[DATA]:
-- Opening Marker --

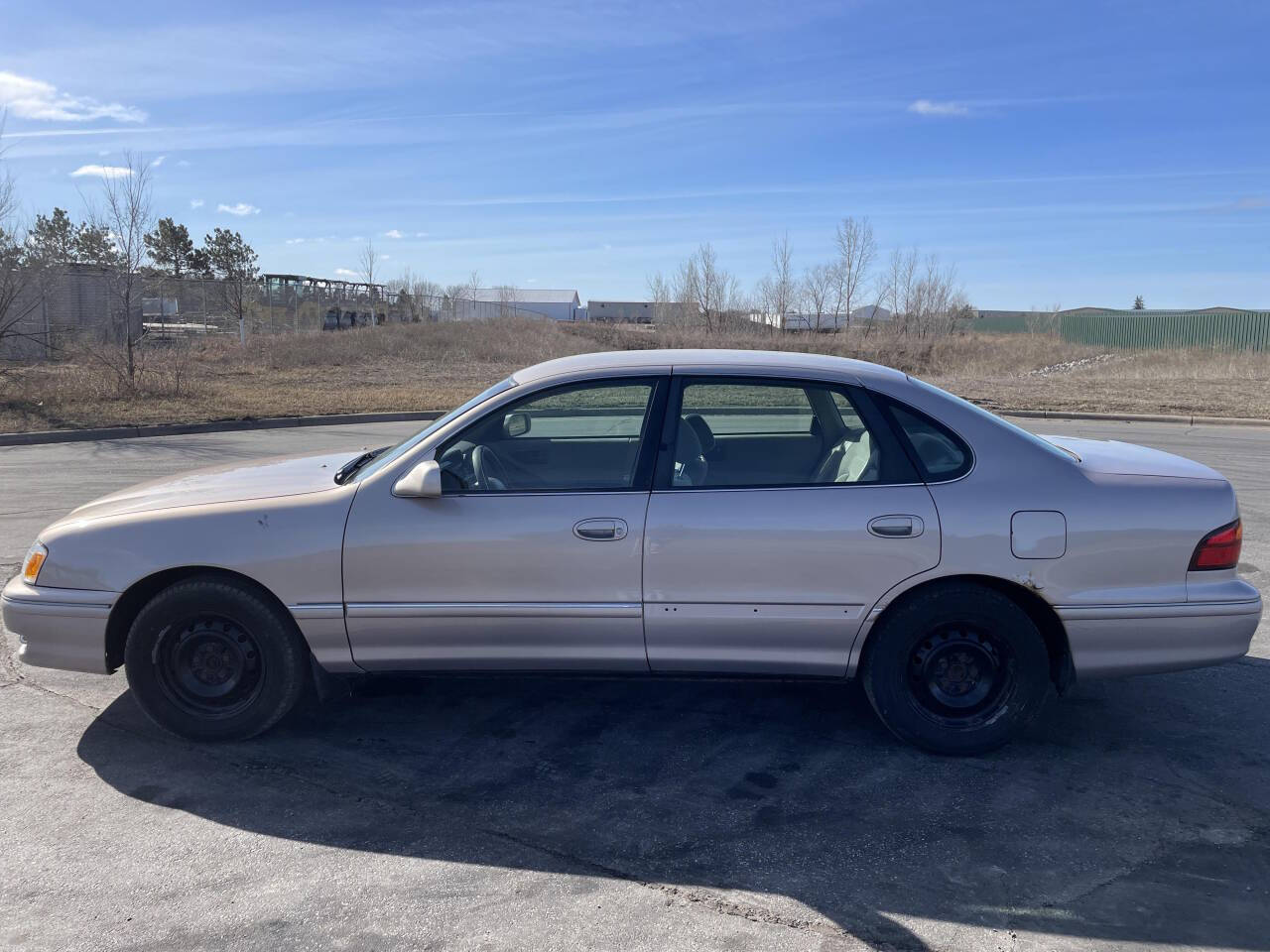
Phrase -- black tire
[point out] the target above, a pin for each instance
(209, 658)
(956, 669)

-- Closing Marker --
-- Opening Marker --

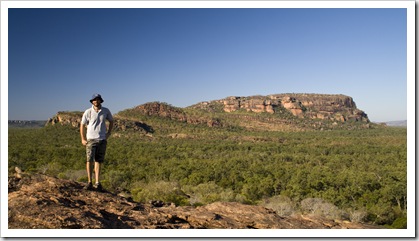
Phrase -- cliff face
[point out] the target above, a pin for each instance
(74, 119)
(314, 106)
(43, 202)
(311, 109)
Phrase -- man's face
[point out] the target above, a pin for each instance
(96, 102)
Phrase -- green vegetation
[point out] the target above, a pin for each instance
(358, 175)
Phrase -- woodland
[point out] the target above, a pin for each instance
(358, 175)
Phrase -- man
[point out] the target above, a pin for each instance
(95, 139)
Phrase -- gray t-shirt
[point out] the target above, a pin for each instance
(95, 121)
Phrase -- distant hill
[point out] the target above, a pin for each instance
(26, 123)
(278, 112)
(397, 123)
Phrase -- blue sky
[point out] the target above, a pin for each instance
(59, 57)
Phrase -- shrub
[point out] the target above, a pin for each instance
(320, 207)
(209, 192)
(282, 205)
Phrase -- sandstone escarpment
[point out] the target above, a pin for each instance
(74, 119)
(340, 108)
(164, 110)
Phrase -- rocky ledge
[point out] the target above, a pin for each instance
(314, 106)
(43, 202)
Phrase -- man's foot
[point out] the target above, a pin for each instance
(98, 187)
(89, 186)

-- Closing Marker --

[ACTIVITY]: Return, unchanged, the run of lines above that opens with the line containing "Phrase -- distant hill" and closes with the line containing "Phrase -- rocky ledge". Include both.

[RESPONSE TO THIS EXERCISE]:
Phrase -- distant hill
[point out] the target above, a pin for each instance
(26, 123)
(278, 112)
(397, 123)
Phrase -- blue sky
[point out] the target above, a pin for each instance
(59, 57)
Phrase -- shrub
[point out] the target above, a pin for each instance
(320, 207)
(209, 192)
(282, 205)
Phrase -- sandstone escarpment
[point out] the target above, a pin for each instance
(74, 119)
(340, 108)
(164, 110)
Phrase -- rocky ledge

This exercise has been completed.